= Text block =
Previous recent work: supporting related work:

New work, finalist Fishers Ghost Award, Campbelltown Gallery

Undermine is a finalist in the Fishers Ghost Award, at the Campbelltown Art Centre, from 3rd Nov- 15th December, 2017.

Penelope Cain Undermine

Undermine, 2017 UV cured digital print on linen, fibreglass mesh, dyed rooster feathers, fabric, wood, plaster reinforced sandcastles, tape

Undermine pivots from a small painting by a nineteenth century former-convict and amateur artist, George Peacock. The painting looks along Sydney Harbour, encompassing a view of the emerging commerce and city of the colony, and was central to my previous exhibition, Profiteer Chic, at Artereal Gallery, July 2017.

In Undermine I have used fragments from this colonial landscape to photoshop a between-image, with an overlay of fibreglass mesh, depicting two oil rigs.

The linen work is framed by two fabric and feather banner forms, one of which rests on a pile of plaster-reinforced sandcastles.

In this work I was reflecting on ideas around extractive economics and colonialism, both old and new. I am also interested in territorialism and sovereignty- formal versus provisional and vernacular forms of spatial occupation. The expanded installation structures reflect on this interest.  When I was a child I shared the great Australian summer holiday experience at the beach- spending days by the beach umbrella, building small termporary cities of sandcastles, complete with seaweed flags and gumnut boats. Some of this spatial play is reflected in this work.

Fisher’s Ghost Art Award

‘Profiteer Chic’ @ Artereal Gallery 5-29th July

Profiteer Chic

Artereal gallery,  747 Darling Street Rozelle.

Opening 5th July and continuing until 29th July.

This series of works is an extension from a body of work undertaken from 2016 which included Upsell (image:here), which was included in View @ Artereal Gallery, curated by Barbara Dowse and acquired by Artbank, and Yield (Proposition for a Panorama Towards the Northern Top) (image:here) a finalist in the Sulman Prize, Art Gallery of NSW, and Peak, (image:here) a current finalist in the Hazelhurst Art on Paper Award, until mid July.

Profiteer Chic takes as its starting point a single small painting by a nineteenth century, Sydney based former-convict and amateur artist, George Peacock. The painting looks along Sydney Harbour from Garden Island, towards the emerging city. The artist was a middleclass English convict; a lawyer transported for the white collar crime of document forgery, which he undertook to fund the appearance of success in his community[1]. The contemporary manifestations of the themes contained within this small painting are reflected in all the works in the show.

Profiteer Chic, installation view, Artereal gallery, Sydney, 2017

While undertaking initial research for Profiteer Chic, I was drawn to this small painting because it appeared to bracket the marks of colonialism, economy and trade, between the ships, soldiers and emerging city of Sydney. This single image offered potential to negotiate  thoughts on the contemporary manifestations of these concerns, through the history of Australian colonisation. This path also allowed potential to integrate my ongoing interest in notions of the landscape sublime/ anti-sublime, alongside an increasing interest in the politics of urban space.

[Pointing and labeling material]

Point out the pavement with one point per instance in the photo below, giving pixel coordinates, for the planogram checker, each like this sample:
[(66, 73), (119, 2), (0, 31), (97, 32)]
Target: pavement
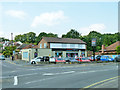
[(15, 74)]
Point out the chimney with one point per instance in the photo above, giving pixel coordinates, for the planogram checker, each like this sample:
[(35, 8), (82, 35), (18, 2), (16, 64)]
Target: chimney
[(103, 48)]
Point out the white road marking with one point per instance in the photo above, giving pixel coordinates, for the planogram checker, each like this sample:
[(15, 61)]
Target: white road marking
[(27, 74), (39, 80), (69, 72), (58, 73), (48, 74), (15, 80)]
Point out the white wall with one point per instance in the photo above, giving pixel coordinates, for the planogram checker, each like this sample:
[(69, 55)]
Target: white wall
[(70, 46)]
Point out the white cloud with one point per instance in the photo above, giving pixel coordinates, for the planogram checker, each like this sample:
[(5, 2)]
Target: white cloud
[(49, 19), (94, 27), (17, 14)]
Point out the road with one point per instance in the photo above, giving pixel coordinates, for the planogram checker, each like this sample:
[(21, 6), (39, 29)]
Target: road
[(95, 75)]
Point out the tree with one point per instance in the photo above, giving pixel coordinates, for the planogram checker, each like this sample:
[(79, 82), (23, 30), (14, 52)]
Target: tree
[(72, 34), (118, 49), (43, 34)]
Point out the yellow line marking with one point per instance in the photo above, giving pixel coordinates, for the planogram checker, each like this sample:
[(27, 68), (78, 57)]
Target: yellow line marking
[(101, 82)]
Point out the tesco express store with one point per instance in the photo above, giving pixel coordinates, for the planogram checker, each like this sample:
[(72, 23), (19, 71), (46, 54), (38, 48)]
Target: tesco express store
[(64, 47)]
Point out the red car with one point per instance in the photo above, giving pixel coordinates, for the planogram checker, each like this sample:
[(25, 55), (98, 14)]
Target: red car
[(83, 59), (59, 60)]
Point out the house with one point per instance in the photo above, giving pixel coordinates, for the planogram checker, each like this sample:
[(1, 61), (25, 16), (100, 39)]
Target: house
[(51, 46)]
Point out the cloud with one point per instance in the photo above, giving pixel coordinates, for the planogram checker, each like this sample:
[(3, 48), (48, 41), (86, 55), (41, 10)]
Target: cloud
[(17, 14), (94, 27), (49, 19)]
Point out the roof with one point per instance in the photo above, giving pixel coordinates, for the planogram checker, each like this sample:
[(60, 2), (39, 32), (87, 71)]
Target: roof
[(22, 46), (63, 40), (113, 46)]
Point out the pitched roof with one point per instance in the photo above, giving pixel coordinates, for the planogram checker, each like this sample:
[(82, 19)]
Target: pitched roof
[(29, 46), (63, 40), (113, 46), (22, 46)]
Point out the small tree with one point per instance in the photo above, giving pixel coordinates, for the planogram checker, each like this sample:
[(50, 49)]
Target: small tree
[(118, 49)]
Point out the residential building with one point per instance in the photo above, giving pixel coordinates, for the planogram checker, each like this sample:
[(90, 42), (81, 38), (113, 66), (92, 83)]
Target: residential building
[(50, 46), (110, 49)]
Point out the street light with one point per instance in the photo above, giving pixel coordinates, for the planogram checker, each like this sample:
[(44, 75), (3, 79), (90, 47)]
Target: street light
[(93, 45), (29, 55)]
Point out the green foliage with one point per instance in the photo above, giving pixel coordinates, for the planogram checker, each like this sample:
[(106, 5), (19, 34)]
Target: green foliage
[(106, 39), (118, 49), (32, 38), (3, 39), (72, 34)]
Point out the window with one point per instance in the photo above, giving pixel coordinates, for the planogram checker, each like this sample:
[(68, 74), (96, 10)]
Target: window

= Written instruction 1 =
In the exhibition text, substitute "sand forts" for "sandcastles" and write out the passage between "The linen work" and "in this work.", inclusive.
= Written instruction 2 =
According to the exhibition text, for what crime was George Peacock transported?

= Answer 1 =
The linen work is framed by two fabric and feather banner forms, one of which rests on a pile of plaster-reinforced sand forts.

In this work I was reflecting on ideas around extractive economics and colonialism, both old and new. I am also interested in territorialism and sovereignty- formal versus provisional and vernacular forms of spatial occupation. The expanded installation structures reflect on this interest.  When I was a child I shared the great Australian summer holiday experience at the beach- spending days by the beach umbrella, building small termporary cities of sand forts, complete with seaweed flags and gumnut boats. Some of this spatial play is reflected in this work.

= Answer 2 =
Document forgery, a white collar crime.